I mean, the research is the research and the data is the data.
If there are specific critiques to the methodology of the research that calls the validity of the observed data into question, that's fair. "It's 'well known' that..." Isn't a scientific argument. It's actually the exact opposite, it's literally religion.
Also, the conclusions being drawn from the data by the researchers or 3rd parties might be a problem.
To be fair, ML of today is unrecognizable to what it was in 2008. And, I'd be willing to bet the model your cousin was exposed to wasn't a machine learning model, and instead some handcrafted marker analysis with dubious justification but a great sales team.
The great thing about ML science is that it's super accessible. This was an undergrad project. The next step, to establish the validity, really just requires a larger data set. If it's bogus, that'll come out. If it's valid, that'll come out too. The cost of reproducibility is so low that even hobbiests can verify the results.
My cousin wasn't using any ML model. Their software probably did a geometric projection and that's it. Then they'd search for the proposed owner of the fingerprint and get the real ones to compare against. That's something that ML models cannot take from police as long as long as hallucinating is possible.
Right, so this methodology is a completely different approach. I don't think it's fair to call snake oil on this specifically with the justification that other models (using an entirely different approach) were.
Again, not saying it's real or not, I'm just saying that it's appropriate to try new approaches to examine things we already THINK we know, and to be prepared to carefully and fairly evaluate new data that calls into question things we thought we knew. That's just science.

EXERCISE SET>
A. Quote the forum discussion between "If there are" and "it's literally religion.", inclusive.
B. Answer these questions from the forum discussion:
(i) What kind of project was the research described as?
(ii) Against which year is today's ML compared?
(iii) What does the next step toward establishing validity require?
C. Summarize the forum discussion in two sentences.
The listing after this point comes from an unrelated source.

PROVIDED MATERIAL>
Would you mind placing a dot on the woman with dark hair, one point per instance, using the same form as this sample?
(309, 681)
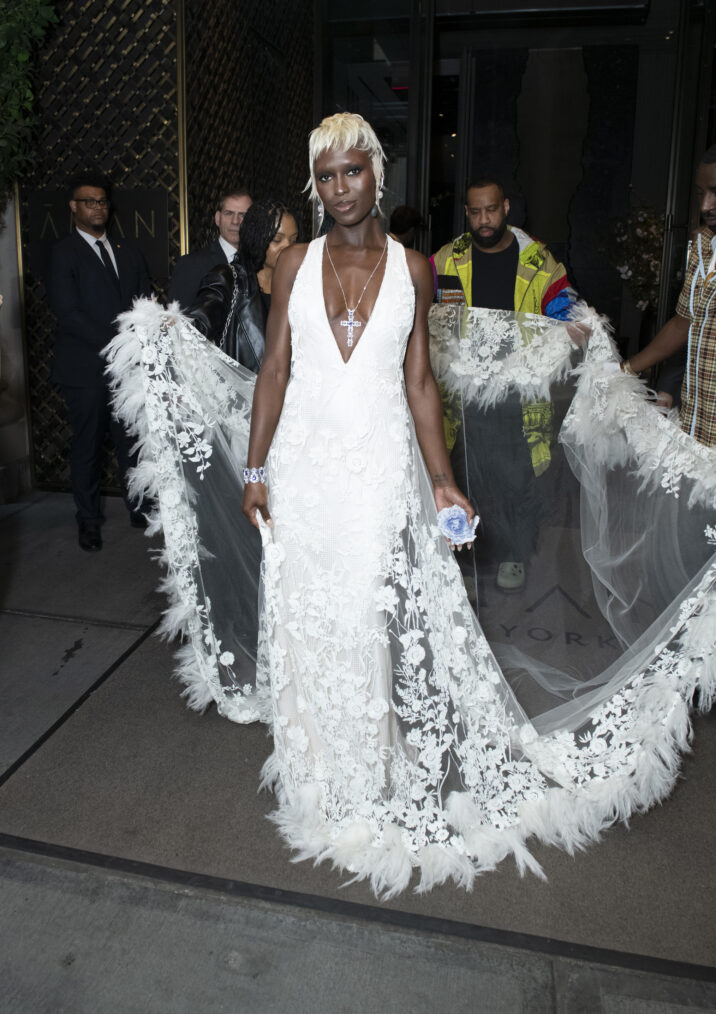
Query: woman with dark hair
(232, 302)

THE REPLIES>
A.
If there are specific critiques to the methodology of the research that calls the validity of the observed data into question, that's fair. "It's 'well known' that..." Isn't a scientific argument. It's actually the exact opposite, it's literally religion.

B.
(i) An undergrad project.
(ii) 2008.
(iii) A larger data set.

C. The forum discussion argues that research should be challenged through specific critiques of its methodology rather than claims that something is "well known." It says ML science is accessible enough that a larger data set can cheaply show whether results are valid, separates this approach from the fingerprint software a participant's cousin used without any ML model, and holds that new approaches to examining accepted knowledge deserve careful and fair evaluation.